**Exercise instructions**
State only how many lines below include the word "wall".

◇ ◇ ◇ ◇

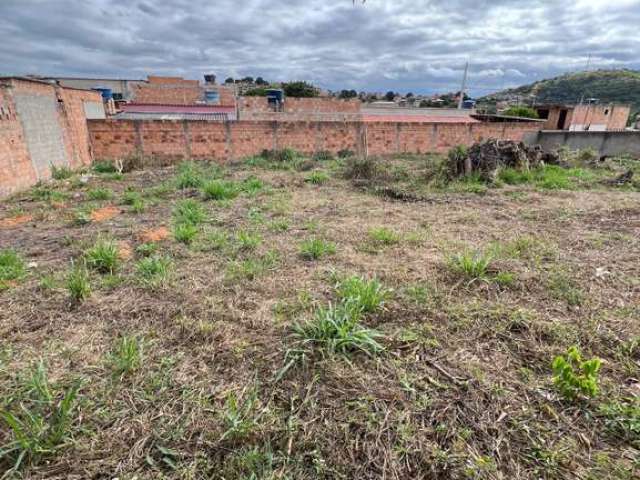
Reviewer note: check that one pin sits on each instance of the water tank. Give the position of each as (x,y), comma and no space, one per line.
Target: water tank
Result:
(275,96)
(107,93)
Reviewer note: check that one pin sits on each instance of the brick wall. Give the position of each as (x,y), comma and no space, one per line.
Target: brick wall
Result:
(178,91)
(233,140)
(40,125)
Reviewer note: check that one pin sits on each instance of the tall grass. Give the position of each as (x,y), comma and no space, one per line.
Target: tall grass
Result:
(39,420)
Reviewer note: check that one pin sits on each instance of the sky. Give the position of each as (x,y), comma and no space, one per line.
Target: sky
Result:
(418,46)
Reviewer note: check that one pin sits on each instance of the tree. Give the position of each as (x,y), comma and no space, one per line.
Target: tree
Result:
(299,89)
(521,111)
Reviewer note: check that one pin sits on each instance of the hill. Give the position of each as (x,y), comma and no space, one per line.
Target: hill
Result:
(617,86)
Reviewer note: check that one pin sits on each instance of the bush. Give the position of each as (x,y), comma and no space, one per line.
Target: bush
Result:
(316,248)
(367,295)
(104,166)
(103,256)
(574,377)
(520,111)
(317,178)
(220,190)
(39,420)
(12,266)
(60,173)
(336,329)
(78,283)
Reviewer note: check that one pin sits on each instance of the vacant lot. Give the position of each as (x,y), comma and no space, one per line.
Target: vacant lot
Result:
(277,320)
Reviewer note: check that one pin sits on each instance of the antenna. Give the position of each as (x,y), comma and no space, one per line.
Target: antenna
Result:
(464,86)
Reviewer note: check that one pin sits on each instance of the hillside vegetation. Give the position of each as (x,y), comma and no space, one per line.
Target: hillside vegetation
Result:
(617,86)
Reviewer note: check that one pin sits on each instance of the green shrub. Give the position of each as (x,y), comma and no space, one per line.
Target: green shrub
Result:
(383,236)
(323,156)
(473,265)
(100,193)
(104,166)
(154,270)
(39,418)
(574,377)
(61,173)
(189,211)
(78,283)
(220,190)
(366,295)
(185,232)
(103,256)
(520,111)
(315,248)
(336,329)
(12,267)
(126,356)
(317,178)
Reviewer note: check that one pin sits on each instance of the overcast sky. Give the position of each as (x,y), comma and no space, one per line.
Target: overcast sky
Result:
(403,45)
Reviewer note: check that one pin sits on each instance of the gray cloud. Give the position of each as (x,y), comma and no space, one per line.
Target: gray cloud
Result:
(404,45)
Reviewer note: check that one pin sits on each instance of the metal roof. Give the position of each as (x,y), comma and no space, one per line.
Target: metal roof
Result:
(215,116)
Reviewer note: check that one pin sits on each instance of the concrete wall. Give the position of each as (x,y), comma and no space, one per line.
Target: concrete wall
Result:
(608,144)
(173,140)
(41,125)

◇ ◇ ◇ ◇

**Response box**
4